◆ GIVEN TEXT:
== == ==

Archive for bitchin' a ride
September 27, 2006 at 12:32 pm | Filed under bitchin' a ride, breaking up the girl, technicolor lover
Things between D and I are going all right…in terms of throwing accusations at each other, that is. I know it gets old, my perpetually ranting and bitching about him, but we also all know that I don’t know any better. And here’s another nugget of realization: as much as I have every reason to leave this relationship, I can’t. No matter how many times I say that I’m giving up (especially when under the influence of alcohol), I won’t. Because I’m emo like that. Fuck it, I’m back to being emo. Masochistic optimism.
AND FUCK IT, HE’S HERE ON THE FLOOR RIGHT NOW AND HE’S NOT SAYING HI. I CAN SMELL HIM, I CAN FUCKING SMELL HIM.
EDIT//
Okay, I’ve calmed down now. He dropped by my station and pecked me on the cheek to say “hi”. He also called me “Weber” :hmph: And now my hyperacidity is acting up (it does that when I’m mad/pissed off, excited, or nervous). He’s still here. I think. We’re logging out, time to go home, I don’t know what to do.
September 15, 2006 at 12:47 pm | Filed under bitchin' a ride, the helga manual
Do I like you? No? Then here’s some piece of advice: do NOT have a term of endearment for me.
I am itching to hit kill someone in the face right now (hey, whatever happened to that tagline of mine? “Don’t mess with pretty girls because they will kill you in the face“? I was THAT angsty and arrogant before?). Like seriously, if I run into IT, I will attack with a blunt pair of scissors for maximum pain. And yes, this is what too much of Prison Break’s T-Bird can do.

== == ==

◆ GIVEN INFORMATION:

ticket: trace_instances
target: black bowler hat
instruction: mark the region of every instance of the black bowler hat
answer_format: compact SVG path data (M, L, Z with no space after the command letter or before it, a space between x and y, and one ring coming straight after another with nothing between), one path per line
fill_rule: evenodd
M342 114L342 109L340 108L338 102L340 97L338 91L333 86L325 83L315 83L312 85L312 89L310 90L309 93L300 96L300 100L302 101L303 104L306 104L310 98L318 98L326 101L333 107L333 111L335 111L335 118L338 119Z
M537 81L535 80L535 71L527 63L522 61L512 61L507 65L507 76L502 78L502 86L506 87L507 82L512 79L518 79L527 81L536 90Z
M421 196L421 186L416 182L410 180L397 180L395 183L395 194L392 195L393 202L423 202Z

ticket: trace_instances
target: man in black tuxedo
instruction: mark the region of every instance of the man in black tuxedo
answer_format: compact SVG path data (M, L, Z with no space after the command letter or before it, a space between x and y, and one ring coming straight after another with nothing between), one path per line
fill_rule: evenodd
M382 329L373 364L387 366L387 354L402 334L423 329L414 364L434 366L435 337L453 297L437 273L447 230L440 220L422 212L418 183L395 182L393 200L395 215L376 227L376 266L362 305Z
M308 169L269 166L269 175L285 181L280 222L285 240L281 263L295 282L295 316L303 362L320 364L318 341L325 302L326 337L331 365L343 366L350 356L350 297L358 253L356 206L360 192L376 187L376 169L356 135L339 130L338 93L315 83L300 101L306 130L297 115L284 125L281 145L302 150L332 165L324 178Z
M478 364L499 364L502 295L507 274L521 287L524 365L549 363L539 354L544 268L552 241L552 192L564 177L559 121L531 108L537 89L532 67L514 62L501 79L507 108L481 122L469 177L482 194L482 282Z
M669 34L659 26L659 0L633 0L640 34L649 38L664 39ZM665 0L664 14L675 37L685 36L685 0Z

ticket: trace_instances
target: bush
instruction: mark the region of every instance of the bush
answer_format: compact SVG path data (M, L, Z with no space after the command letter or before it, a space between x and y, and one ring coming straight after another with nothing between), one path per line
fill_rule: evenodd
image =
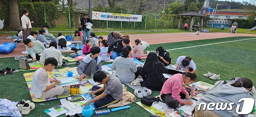
M35 22L32 27L43 27L45 25L50 25L51 28L56 27L54 20L58 19L59 15L54 2L23 2L19 4L19 8L20 17L23 15L23 9L28 10L28 17L30 21Z

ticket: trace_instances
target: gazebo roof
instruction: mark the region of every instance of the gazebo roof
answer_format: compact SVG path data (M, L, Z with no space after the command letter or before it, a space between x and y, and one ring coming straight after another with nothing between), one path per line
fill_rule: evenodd
M208 16L203 15L201 15L198 13L195 12L190 12L186 13L184 13L176 15L182 16L201 16L201 17L209 17Z

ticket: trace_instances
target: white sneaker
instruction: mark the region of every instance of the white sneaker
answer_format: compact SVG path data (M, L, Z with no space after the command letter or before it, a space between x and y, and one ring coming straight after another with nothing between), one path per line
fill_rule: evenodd
M210 77L210 78L213 80L221 80L221 78L219 77L220 76L220 75L217 75L215 74L214 74L212 76Z
M26 100L25 101L25 100L22 100L19 102L19 103L18 104L18 105L17 105L19 112L21 112L21 111L22 111L22 107L23 107L24 104L25 104L25 103L30 103L31 102L30 102L30 100Z
M33 102L31 102L30 103L25 103L24 105L22 107L22 112L21 112L21 115L27 115L30 112L30 111L33 110L35 107L35 103Z
M203 76L206 77L210 77L212 76L212 75L213 75L213 74L210 72L210 71L208 72L207 73L203 74Z
M143 91L140 89L134 90L134 95L136 95L139 98L143 97Z
M143 92L142 93L143 97L149 95L152 93L152 92L151 90L147 88L145 88L143 89Z

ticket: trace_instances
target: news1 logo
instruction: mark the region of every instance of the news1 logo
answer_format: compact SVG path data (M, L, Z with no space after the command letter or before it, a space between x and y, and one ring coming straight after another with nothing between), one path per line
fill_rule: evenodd
M240 103L243 102L244 103L242 106L241 107ZM238 102L238 104L237 106L236 112L239 115L249 114L252 110L254 103L255 101L252 98L241 98ZM209 110L214 110L214 109L217 110L231 110L233 109L233 105L234 104L234 102L229 103L227 102L210 102L208 104L207 104L205 102L202 102L199 104L198 110L200 110L201 106L203 106L203 110L205 110L206 109ZM228 107L228 105L229 105Z

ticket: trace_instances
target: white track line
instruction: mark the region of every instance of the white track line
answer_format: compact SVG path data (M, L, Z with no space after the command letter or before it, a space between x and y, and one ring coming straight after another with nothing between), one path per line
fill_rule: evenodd
M194 47L210 45L213 45L213 44L221 44L221 43L226 43L226 42L230 42L241 41L249 40L249 39L256 39L256 38L245 39L241 39L241 40L235 40L235 41L224 41L224 42L216 42L216 43L211 43L211 44L203 44L203 45L198 45L198 46L190 46L190 47L184 47L166 50L166 51L171 51L171 50L182 49L185 49L185 48L192 48L192 47Z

== == ==

◆ WHAT YOU HAVE TO DO: Reproduce the passage of the blog archive from "I am itching" up to and including "T-Bird can do.". The entries have nothing to do with the blog archive.

◆ RESULT OF THE TASK:
I am itching to hit kill someone in the face right now (hey, whatever happened to that tagline of mine? “Don’t mess with pretty girls because they will kill you in the face“? I was THAT angsty and arrogant before?). Like seriously, if I run into IT, I will attack with a blunt pair of scissors for maximum pain. And yes, this is what too much of Prison Break’s T-Bird can do.